==== Dataset extract ====

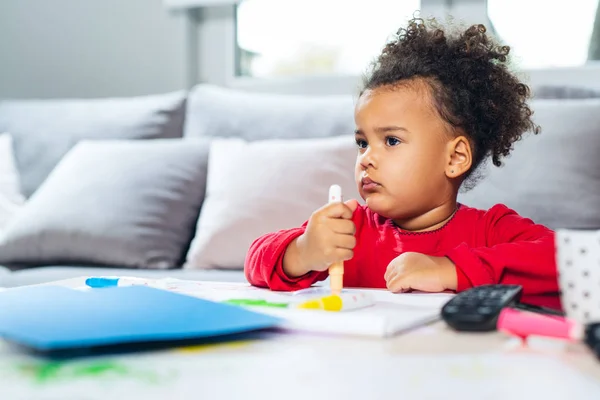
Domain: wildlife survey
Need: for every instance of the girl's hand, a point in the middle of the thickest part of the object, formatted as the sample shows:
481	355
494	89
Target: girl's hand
416	271
329	238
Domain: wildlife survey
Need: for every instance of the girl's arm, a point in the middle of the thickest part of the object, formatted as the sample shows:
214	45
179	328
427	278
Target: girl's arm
264	262
518	252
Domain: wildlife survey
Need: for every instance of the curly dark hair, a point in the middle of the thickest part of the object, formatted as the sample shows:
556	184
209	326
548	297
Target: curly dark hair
471	84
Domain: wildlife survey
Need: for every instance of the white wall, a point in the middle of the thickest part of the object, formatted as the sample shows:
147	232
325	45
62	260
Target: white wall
92	48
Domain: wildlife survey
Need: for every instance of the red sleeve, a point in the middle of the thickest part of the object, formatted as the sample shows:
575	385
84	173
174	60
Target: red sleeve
518	251
264	262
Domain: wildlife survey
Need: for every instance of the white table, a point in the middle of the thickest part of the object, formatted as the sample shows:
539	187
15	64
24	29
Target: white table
431	362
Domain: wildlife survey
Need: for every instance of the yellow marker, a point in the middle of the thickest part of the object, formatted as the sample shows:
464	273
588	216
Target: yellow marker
343	302
327	303
336	270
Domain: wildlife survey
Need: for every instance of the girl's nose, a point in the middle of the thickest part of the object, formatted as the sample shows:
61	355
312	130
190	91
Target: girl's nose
367	159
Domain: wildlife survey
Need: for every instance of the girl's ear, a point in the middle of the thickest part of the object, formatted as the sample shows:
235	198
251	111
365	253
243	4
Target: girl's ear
460	157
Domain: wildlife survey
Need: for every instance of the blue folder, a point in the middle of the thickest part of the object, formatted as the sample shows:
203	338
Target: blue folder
52	318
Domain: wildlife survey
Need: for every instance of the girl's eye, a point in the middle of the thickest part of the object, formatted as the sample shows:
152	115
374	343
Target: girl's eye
392	141
361	143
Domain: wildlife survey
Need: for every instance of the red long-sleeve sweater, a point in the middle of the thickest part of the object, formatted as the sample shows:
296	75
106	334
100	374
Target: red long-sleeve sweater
494	246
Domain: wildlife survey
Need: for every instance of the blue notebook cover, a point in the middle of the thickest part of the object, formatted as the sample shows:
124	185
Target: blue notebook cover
50	318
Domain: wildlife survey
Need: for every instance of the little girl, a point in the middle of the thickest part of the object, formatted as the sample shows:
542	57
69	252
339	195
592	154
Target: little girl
433	108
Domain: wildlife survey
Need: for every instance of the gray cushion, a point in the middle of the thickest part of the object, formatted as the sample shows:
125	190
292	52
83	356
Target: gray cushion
120	203
44	130
554	177
565	92
217	111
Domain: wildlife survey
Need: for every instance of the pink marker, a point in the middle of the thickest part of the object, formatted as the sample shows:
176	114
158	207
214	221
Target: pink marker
524	324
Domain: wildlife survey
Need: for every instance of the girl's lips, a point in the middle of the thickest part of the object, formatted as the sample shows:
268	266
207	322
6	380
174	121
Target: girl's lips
369	185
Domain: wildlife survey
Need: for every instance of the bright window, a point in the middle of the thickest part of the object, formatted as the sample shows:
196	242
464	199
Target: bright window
315	37
543	33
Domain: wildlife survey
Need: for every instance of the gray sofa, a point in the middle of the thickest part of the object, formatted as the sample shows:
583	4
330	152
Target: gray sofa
116	186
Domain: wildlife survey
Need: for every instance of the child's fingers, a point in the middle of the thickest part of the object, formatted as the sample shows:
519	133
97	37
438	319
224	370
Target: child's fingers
352	204
343	226
399	283
341	254
345	241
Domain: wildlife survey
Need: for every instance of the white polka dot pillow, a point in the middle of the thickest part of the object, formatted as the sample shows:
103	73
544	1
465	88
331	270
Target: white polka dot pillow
578	258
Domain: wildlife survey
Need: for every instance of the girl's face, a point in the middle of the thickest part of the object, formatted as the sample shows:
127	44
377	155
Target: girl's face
402	165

====

Your task: Restate the whole listing above exactly, except for its images.

Response to this exercise:
Domain: wildlife survey
Need: for every instance of the girl's hand, a point in the middle of the thickest part of the object, formatted as the sample shows:
481	355
494	89
Target: girl's hand
416	271
329	238
Domain: wildlife survey
Need: for every instance of the girl's arm, a point in the middle of the thickest part of the object, formatted as the sample shows:
214	45
179	328
427	278
Target: girl's arm
264	262
518	252
Domain: wildlife survey
Need: for every instance of the curly dark hair, a point in the middle of the thickest part of the object, formatted as the sample shows:
556	184
209	326
548	297
Target: curly dark hair
471	84
Domain: wildlife survey
Need: for every instance of the white wall, a point in the middle of the thickest part of the object, formatted as the sample shows:
147	232
325	45
62	260
Target: white wall
92	48
Domain: wildlife survey
Need: for every instance of the red sleeve, a point in the middle of the thickest part of the object, formatted as the sample shows:
575	385
84	173
174	60
Target: red sleeve
518	251
264	262
Domain: wildlife survey
Need: for every instance of the white table, a point in the middle of the thickest part of the object, formatted as the sample shows:
539	187
15	64
24	29
Target: white table
431	362
Domain: wildlife survey
Need: for every instance of the yellow marker, a point in the middle of the thickest part of the object, formatted as the sample shows:
464	273
588	216
Target: yellow marker
343	302
327	303
336	270
Domain: wildlife survey
Need: for every instance of the girl's nose, a point in the middle of the thickest part of the object, formatted as the sample shows:
61	355
312	130
190	91
Target: girl's nose
367	159
Domain: wildlife survey
Need: for every instance of the girl's ear, a point in the middle of the thickest part of the object, formatted as the sample shows:
235	198
251	111
365	253
243	4
Target: girl's ear
460	157
Domain: wildlife survey
Need: for every instance of the blue folder, a point in the middle of the thickest part of the object, formatted as the sample shows:
203	338
Target: blue folder
52	318
Domain: wildlife survey
Need: for every instance of the girl's eye, a point in the middle of the thickest part of the object, formatted as the sample shows:
152	115
374	343
Target: girl's eye
392	141
361	143
Domain: wildlife survey
Need: for every instance of the red long-sleeve sweater, a point in the middle of the thickest part of the object, formatted as the sample shows:
296	75
106	334
100	374
Target: red long-sleeve sweater
494	246
Domain: wildlife survey
Need: for every instance of the blue notebook cover, a point in the middle of the thickest part of the object, formatted as the sample shows:
124	185
Target: blue notebook cover
50	318
Domain: wildlife survey
Need: for every instance of the little girl, a point in the middle of the thickest part of the object, formatted as the sample shows:
542	57
69	252
339	195
592	154
Target: little girl
433	108
Domain: wildlife survey
Need: for every instance of the gray cushion, a point in the middle of the thickest part of the object, formatted as the sample shows:
125	190
292	52
83	356
Target: gray cushion
120	203
44	130
554	177
565	92
217	111
Domain: wildlife survey
Need: for every instance of the pink marker, a point in the middle of the thickest part of the object, formatted as the sample shows:
176	114
158	207
214	221
Target: pink marker
524	324
Domain: wildlife survey
Need: for every instance of the girl's lips, a point in the middle of the thickest part of the object, formatted as the sample shows:
268	266
207	322
6	380
174	121
Target: girl's lips
369	185
Domain: wildlife survey
Need: for every instance of the bright window, a point in the middle of the thickest part of the object, formatted as the sample shows:
196	242
464	199
Target: bright window
315	37
543	33
Domain: wildlife survey
Need: for every instance of the gray sofa, a point in the middle of the thickest part of the object, formatted as the sample shows:
583	4
330	152
Target: gray sofa
116	186
Domain: wildlife survey
Need: for every instance of the child's fingers, a point in the middle of the thickest part of the object, formatted as the sample shows:
519	133
97	37
438	319
224	370
Target: child's fingers
352	204
343	226
399	283
341	254
345	241
Domain: wildlife survey
Need: for every instance of the white polka dot pillow, a point in the middle of the thickest part of the object, formatted as the sample shows:
103	73
544	1
465	88
331	270
Target: white polka dot pillow
578	258
Domain: wildlife survey
Need: for every instance of the girl's face, a point in the middle of the thickest part of the object, formatted as the sample shows:
127	44
377	155
Target: girl's face
402	165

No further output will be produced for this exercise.